◆ **Texte extrait**:
╭──
L'autre face-à-face de grands maîtres était orchestré, de façon plus détournée, par le musée d'Orsay (« Manet/Velázquez. La manière espagnole au xixe siècle », octobre 2002 - 5 janvier 2003). Au-delà de la parenté entre Manet et Velázquez, il s'agit en fait, comme le sous-titre l'annonce, d'une étude plus élargie des influences du Siècle d'or espagnol sur la peinture française du xixe : l'exemple d'un réalisme puissant, l'usage des contrastes et des noirs, la touche emportée. Édouard Manet, qui s'est réfugié à Madrid en 1865, date charnière de l'évolution moderne de son travail, constitue l'épine dorsale de cette démonstration, avec près d'un tiers des 110 œuvres présentées. Il s'est déjà inspiré des Vénitiens, de Rubens, de Rembrandt, mais sa découverte, au musée du Prado, des œuvres de Diego Velázquez (1599-1660) est une révélation : « Tous les autres, à côté de lui, sont des chiqueurs », écrit-il à son ami Fantin-Latour. Il ne sera pas le seul. On retrouve ainsi dans l'exposition d'Orsay des tableaux de Bonnat, Delacroix, Corot ou Courbet, en vis-à-vis des autres grandes figures de l'art espagnol du Siècle d'or, Zurbarán, Ribera, Murillo. Une leçon de peinture qui aurait pu parfois faire l'économie de tableaux plus anodins.

La naissance du sentiment : le romantisme à l'affiche

L'exploration du xixe siècle fait toujours l'objet d'un vif intérêt dans le milieu des expositions. Cette année 2002 le confirme une fois de plus, avec un point d'orgue sur la période romantique. La rétrospective du peintre Théodore Chassériau (1819-1856) au Grand Palais ouvrait cet itinéraire (28 février - 27 mai 2002). Peintre d'histoire et de portraits, né à Saint-Domingue, inspiré par la mythologie et le voyage en Orient, Chassériau est un romantique français mal et peu connu. Partagé entre le dessin et la couleur, entre les figures tutélaires d'Ingres et de Delacroix, il a su, au cours d'une carrière abrégée, déployer une version très colorée de la sensualité romantique, tentant de concilier la pureté néoclassique (science de la ligne, goût de l'antique...) à la facture plus débridée du romantisme (science du contraste, appétit des tons purs...). L'incendie de la Cour des comptes pendant la Commune a détruit son grand œuvre peint pour l'escalier monumental de l'édifice, mais il nous reste, malgré la mort prématurée de l'artiste, de nombreuses toiles pleines de tempérament. C'est ce que révèle l'exposition du Grand Palais, avec un point fort autour de la question de l'exotisme, de la troublante Étude de noir (1838) au portrait très orientaliste d'Ali-Ben-Hamet, kalifat de Constantine (1845).
╰──
◆ **Consigne 1**:
D'après le texte extrait :
(a) En quelle année Manet s'est-il réfugié à Madrid ?
(b) Où Théodore Chassériau est-il né ?
(c) Quel édifice abritait le grand œuvre de Chassériau détruit par un incendie pendant la Commune ?
Le texte extrait et les lignes n'ont aucun lien entre eux.

◆ **Lignes répertoriées**:
╭──
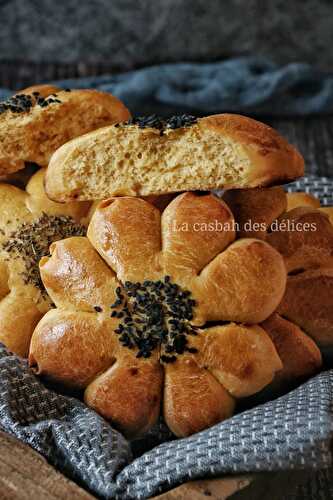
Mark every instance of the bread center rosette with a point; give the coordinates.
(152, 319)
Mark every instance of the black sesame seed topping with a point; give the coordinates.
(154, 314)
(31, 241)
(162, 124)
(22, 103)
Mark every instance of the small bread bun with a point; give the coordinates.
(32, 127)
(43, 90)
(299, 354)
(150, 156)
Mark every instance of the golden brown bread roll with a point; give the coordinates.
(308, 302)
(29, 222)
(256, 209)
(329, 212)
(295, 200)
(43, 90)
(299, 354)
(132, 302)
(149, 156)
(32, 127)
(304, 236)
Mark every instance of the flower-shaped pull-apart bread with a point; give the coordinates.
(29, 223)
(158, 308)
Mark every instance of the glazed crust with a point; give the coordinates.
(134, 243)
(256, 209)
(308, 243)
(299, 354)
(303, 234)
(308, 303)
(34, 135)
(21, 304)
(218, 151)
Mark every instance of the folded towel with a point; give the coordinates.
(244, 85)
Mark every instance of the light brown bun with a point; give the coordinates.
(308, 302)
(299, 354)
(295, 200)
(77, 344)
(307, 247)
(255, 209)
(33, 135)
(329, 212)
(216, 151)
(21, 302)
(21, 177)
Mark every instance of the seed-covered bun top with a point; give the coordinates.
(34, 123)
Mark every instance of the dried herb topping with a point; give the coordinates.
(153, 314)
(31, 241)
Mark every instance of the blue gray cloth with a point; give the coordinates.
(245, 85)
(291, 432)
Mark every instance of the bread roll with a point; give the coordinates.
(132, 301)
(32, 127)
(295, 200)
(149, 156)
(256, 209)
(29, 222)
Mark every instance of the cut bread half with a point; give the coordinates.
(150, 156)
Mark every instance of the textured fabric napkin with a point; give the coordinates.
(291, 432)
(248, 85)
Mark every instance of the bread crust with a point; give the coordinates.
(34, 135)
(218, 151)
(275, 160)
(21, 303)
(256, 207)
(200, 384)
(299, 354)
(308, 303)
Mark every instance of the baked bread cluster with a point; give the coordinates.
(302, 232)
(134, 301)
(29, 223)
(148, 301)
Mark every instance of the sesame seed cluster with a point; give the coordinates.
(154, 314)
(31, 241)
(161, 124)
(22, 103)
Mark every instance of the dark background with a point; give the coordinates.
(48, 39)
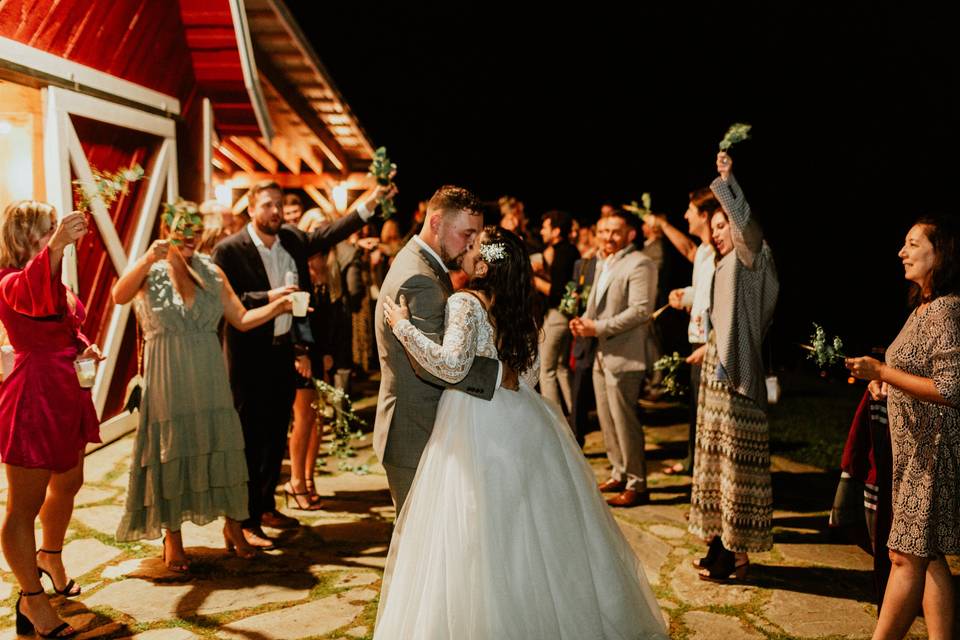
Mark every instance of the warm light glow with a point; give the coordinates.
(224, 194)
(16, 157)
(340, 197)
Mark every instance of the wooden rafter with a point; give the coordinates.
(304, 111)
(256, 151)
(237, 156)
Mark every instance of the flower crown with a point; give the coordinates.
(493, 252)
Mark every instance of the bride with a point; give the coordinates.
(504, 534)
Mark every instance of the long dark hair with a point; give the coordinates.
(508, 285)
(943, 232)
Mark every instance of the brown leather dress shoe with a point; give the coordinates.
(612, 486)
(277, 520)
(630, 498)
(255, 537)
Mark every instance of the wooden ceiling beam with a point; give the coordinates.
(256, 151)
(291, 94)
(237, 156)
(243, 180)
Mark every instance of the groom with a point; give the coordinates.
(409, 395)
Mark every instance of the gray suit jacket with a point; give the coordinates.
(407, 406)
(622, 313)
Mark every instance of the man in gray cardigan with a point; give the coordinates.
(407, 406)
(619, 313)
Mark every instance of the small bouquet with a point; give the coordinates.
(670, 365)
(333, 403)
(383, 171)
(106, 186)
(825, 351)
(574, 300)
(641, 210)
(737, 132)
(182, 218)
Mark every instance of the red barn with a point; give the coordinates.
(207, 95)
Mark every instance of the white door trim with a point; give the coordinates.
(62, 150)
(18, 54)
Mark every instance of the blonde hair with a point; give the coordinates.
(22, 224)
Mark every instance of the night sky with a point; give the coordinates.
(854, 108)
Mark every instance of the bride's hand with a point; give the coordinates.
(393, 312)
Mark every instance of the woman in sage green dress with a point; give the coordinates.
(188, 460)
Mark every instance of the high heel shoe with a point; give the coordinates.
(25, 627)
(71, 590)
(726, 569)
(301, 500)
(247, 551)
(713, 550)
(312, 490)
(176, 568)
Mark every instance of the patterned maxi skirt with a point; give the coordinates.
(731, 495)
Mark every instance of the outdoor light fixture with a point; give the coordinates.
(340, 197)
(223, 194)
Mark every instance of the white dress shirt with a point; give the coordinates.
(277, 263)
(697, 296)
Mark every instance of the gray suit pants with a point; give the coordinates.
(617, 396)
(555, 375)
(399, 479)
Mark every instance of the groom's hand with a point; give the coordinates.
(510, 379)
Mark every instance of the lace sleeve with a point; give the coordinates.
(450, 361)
╰──
╭──
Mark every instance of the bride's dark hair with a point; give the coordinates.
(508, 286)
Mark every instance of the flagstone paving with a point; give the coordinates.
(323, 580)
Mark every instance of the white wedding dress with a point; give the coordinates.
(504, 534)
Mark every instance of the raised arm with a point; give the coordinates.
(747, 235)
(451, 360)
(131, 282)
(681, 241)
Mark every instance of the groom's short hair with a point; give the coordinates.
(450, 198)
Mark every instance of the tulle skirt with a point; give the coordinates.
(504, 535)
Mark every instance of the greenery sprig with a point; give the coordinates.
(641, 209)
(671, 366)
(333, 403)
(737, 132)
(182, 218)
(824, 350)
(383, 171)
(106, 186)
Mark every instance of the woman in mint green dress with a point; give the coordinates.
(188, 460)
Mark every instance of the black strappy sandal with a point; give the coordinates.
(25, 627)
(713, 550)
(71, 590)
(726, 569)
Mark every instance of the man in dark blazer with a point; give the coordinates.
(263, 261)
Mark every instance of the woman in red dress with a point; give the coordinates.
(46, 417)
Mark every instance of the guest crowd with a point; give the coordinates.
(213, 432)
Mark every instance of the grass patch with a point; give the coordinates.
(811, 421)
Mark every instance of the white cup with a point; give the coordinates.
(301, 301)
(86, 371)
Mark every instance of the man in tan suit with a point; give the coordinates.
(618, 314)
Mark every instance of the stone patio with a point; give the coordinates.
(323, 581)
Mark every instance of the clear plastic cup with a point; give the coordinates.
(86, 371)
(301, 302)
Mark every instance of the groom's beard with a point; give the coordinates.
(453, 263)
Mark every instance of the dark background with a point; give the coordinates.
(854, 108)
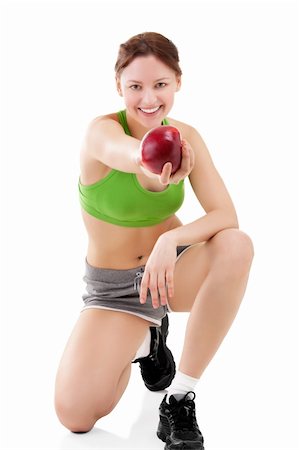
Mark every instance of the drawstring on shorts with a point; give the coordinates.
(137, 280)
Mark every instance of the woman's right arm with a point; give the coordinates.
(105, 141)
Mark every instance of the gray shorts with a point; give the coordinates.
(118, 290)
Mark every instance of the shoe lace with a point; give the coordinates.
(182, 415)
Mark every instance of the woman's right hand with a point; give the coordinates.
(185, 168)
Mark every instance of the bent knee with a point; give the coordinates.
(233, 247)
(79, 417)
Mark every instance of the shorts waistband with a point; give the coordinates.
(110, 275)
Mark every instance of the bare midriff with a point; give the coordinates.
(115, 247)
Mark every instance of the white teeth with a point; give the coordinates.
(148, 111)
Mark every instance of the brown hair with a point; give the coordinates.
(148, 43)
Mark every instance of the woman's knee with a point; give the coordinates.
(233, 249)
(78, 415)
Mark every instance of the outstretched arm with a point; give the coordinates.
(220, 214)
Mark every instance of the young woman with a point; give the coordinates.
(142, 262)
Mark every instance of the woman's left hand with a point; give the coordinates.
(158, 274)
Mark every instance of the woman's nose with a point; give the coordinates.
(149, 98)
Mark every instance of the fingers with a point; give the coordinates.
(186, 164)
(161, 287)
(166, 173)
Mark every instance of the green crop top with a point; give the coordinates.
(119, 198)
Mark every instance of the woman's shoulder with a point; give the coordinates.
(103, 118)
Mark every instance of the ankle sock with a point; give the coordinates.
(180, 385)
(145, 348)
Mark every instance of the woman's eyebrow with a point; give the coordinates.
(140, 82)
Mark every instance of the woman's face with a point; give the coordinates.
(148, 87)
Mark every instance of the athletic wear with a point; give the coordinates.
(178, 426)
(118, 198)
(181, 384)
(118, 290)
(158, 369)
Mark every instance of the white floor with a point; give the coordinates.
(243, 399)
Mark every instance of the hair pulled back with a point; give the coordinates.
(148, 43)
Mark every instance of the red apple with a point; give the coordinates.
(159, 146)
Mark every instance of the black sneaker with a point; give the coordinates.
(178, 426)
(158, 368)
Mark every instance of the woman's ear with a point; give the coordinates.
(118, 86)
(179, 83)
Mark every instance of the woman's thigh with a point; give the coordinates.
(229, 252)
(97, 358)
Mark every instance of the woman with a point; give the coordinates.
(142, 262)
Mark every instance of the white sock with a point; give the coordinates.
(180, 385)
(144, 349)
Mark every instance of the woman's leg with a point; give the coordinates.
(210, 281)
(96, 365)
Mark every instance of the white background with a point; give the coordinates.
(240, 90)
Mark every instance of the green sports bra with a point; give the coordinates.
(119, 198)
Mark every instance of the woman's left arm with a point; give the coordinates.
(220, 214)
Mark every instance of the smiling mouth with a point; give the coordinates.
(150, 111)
╰──
╭──
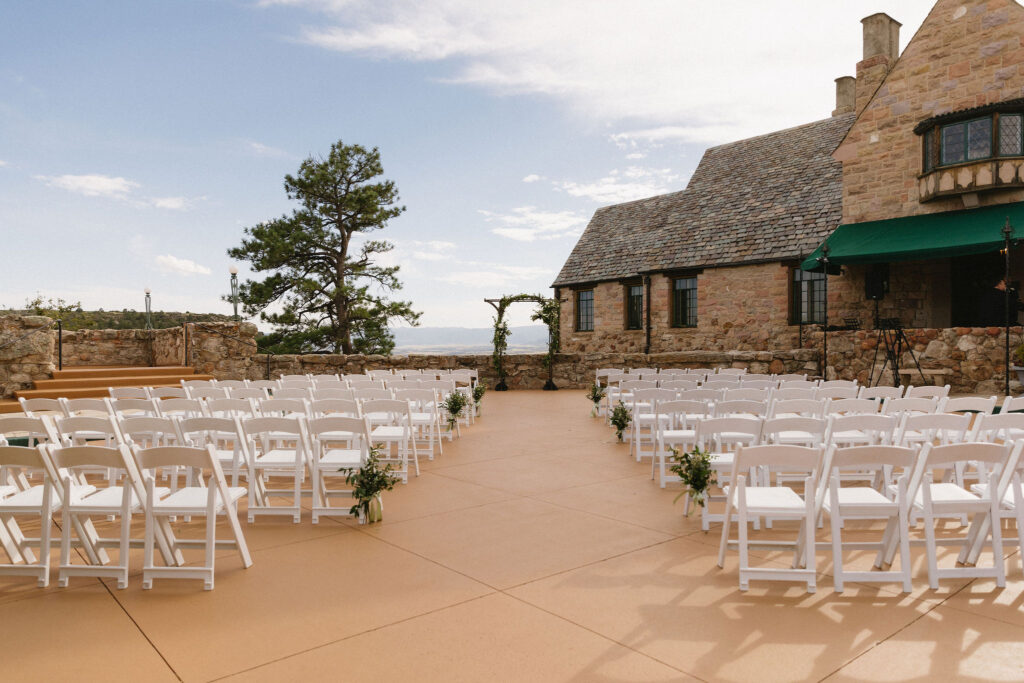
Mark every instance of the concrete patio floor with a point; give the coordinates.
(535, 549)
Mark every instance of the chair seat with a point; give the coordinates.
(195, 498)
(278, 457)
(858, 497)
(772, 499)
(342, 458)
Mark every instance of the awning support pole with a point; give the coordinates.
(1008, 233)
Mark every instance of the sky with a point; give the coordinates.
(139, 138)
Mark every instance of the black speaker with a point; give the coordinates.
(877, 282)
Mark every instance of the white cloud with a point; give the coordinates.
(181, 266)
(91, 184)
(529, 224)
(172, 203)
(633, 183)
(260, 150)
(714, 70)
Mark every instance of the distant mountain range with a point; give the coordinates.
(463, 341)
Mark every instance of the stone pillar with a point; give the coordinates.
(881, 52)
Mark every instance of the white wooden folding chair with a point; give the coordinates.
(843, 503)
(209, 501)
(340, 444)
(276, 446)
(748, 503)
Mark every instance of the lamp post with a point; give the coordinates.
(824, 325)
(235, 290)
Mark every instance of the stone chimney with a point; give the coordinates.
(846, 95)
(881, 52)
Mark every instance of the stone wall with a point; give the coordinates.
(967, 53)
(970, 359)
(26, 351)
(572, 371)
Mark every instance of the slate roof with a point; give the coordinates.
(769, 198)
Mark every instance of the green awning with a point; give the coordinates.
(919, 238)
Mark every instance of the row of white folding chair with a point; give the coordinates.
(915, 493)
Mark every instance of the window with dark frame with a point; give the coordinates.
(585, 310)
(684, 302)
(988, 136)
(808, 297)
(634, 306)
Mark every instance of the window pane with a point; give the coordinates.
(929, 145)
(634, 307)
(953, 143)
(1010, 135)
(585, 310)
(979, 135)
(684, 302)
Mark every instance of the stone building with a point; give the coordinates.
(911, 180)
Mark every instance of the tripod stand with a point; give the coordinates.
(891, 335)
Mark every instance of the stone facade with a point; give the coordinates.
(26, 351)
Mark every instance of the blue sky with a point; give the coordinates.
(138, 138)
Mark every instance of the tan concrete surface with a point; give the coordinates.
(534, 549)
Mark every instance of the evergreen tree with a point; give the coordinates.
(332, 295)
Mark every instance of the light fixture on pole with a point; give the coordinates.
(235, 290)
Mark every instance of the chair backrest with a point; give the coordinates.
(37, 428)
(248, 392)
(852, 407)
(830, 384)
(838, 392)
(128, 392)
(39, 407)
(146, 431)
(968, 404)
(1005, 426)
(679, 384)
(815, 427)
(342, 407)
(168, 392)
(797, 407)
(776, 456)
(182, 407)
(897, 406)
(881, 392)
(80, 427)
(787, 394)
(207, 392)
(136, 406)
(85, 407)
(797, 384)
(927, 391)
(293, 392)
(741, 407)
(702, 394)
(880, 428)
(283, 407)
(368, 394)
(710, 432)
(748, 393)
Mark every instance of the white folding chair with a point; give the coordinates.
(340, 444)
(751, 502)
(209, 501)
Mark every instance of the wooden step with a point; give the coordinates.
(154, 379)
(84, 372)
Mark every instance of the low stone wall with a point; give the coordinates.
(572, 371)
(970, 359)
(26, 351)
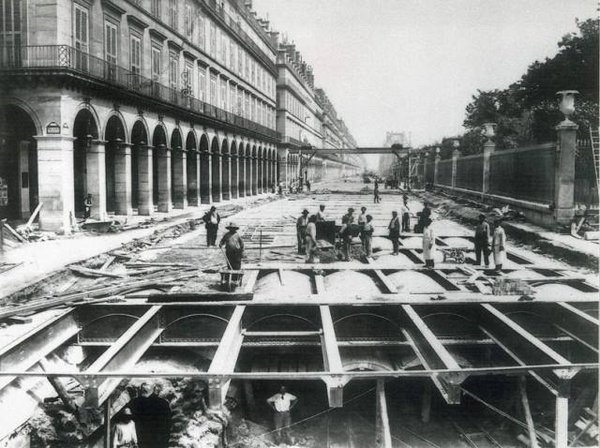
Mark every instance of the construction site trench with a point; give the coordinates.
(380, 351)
╰──
◆ **Consigne 2**:
Extrayez, s'il vous plaît, chaque ligne qui contient le mot "patio", en tenant compte de la casse.

◆ **Réponse 1**:
(a) En 1865.
(b) À Saint-Domingue.
(c) La Cour des comptes.

◆ **Réponse 2**:
Mark every instance of the stone patio with a point; give the coordinates.
Mark every instance of the concrete patio floor with a point; give the coordinates.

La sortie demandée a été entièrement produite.